The data below is to be transcribed word for word; pictures are to be excluded.
** Opening AVAILABLE DATA block **
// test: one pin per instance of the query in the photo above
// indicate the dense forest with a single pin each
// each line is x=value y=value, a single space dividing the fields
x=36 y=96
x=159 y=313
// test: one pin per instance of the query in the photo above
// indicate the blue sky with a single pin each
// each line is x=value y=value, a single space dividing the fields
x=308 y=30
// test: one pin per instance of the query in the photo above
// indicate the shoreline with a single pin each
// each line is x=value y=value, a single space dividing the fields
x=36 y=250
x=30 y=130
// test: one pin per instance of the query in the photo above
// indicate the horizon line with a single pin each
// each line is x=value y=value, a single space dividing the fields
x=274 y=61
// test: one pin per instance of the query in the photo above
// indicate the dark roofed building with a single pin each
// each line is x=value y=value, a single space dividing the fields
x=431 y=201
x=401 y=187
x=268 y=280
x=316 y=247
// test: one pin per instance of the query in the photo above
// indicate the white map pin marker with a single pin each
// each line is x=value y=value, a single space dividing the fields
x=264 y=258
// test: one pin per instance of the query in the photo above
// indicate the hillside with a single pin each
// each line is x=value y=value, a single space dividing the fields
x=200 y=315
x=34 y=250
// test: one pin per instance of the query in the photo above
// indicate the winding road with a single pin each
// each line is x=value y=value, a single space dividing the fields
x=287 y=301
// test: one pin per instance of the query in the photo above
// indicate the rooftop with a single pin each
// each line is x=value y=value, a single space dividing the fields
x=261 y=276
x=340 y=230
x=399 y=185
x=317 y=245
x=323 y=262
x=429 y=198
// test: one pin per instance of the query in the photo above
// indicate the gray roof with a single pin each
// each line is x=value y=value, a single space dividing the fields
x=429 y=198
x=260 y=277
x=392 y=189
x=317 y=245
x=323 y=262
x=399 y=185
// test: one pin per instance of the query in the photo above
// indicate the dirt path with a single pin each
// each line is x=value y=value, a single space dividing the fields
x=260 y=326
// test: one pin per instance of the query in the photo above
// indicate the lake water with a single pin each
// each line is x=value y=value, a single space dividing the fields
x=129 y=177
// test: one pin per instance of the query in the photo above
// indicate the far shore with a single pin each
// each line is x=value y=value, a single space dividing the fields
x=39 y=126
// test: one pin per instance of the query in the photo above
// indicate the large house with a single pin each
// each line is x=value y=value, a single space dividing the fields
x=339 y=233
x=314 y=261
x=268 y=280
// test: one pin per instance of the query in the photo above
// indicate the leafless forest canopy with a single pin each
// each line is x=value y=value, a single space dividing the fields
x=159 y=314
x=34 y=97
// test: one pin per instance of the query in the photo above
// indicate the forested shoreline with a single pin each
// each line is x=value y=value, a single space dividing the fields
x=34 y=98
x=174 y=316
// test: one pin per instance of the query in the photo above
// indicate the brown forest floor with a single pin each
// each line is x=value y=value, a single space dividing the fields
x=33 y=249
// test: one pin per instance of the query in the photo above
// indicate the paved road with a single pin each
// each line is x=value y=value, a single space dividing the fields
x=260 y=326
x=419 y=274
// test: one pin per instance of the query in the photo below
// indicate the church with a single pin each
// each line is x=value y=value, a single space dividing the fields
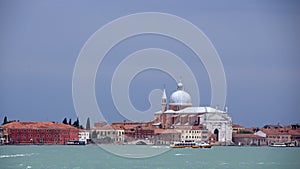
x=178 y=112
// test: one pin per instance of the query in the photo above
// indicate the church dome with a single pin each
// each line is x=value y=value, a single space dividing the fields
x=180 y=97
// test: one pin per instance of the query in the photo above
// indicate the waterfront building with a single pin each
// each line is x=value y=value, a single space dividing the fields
** Closing AVAILABLE DATA block **
ANSWER TO THE PROBLEM »
// test: one pin per instance of the query in the photo above
// indicate the dense forest with a single pin each
// each line is x=value y=value, a single space dividing the fields
x=36 y=96
x=159 y=313
// test: one pin per instance of the query in the photo above
// indicate the blue sky with a single pin each
// each line is x=value y=value, a single space dividing the fields
x=308 y=30
// test: one pin per instance of the query in the photo above
// indicate the shoreline with a single pin each
// each line is x=value y=value, a single space dividing the fields
x=36 y=250
x=30 y=130
// test: one pin per instance of the query in the photo above
// indicate the horizon line with a single pin each
// each line is x=value y=value, a single space dividing the fields
x=274 y=61
// test: one pin per instance of the query in the photo above
// indicate the dark roofed building with a single pin each
// each line is x=value y=value, a single space dividing the fields
x=431 y=201
x=401 y=187
x=268 y=280
x=316 y=247
// test: one pin per instance of the query in the photo above
// indicate the white map pin marker with a single pin each
// each line is x=value y=value, a single space dividing the fields
x=264 y=258
// test: one pin per instance of the query in the photo above
// indicate the hillside with a single pin each
// each line is x=value y=value, a single space dividing the fields
x=200 y=315
x=34 y=250
// test: one pin per instance of the query in the photo above
// indicate the winding road with a single pin each
// each line is x=value y=value, a single space dividing the fields
x=287 y=301
// test: one pin per instance of the query in the photo above
// indicate the rooftop with a single pin each
// each line is x=value y=value, a single space dividing the fields
x=261 y=276
x=340 y=230
x=399 y=185
x=317 y=245
x=323 y=262
x=429 y=198
// test: one pin per instance of the query in the photo above
// indicate the gray roof with a single pin each
// each line is x=value y=value, a single space dividing the fields
x=429 y=198
x=260 y=277
x=392 y=189
x=317 y=245
x=323 y=262
x=399 y=185
// test: one pin per instance of the query in the photo above
// indicate the dirt path with a single pin each
// each line is x=value y=value, a single space dividing the fields
x=260 y=326
// test: one pin per instance of the query in the photo above
// indicate the lake water with a single pin each
// each line is x=value y=value, a single space dividing the fields
x=129 y=177
// test: one pin per instance of the query in the photo above
// indicate the far shore with a single pin each
// each line is x=value y=value, a single space dividing the fields
x=39 y=126
// test: one pin per instance of the query in the photo above
// indicate the large house with a single pin each
// each line is x=value y=value, a single space dividing the fields
x=339 y=233
x=314 y=261
x=268 y=280
// test: one pin per instance of the query in the photo above
// indicate the leafless forest canopy with a single pin each
// each line is x=value y=value, a single space dividing the fields
x=159 y=314
x=34 y=97
// test: one pin per instance of the query in the photo above
// indicate the forested shoreline with a single pin each
// each line is x=value y=value, a single space dividing the fields
x=34 y=98
x=174 y=316
// test: one pin per instance of the query in the photo above
// indicate the brown forest floor with a single pin each
// each line is x=value y=value, a single space dividing the fields
x=33 y=249
// test: one pin per instance of the query in the photo above
// indicate the paved road with a single pin each
// each line is x=value y=value, a single space dividing the fields
x=260 y=326
x=419 y=274
// test: one pin per instance of the query in the photo below
// indicate the church with a single pin each
// each line is x=value y=value, a single space dividing the fields
x=178 y=112
// test: one pin per instance of the query in the photo above
// indicate the church dome with a single pin each
// each line is x=value y=value, a single space dividing the fields
x=180 y=97
// test: one pin per instance of the query in the photo above
// indicate the waterfront building with a single pin each
// each line is x=value y=value, a single space dividing the fields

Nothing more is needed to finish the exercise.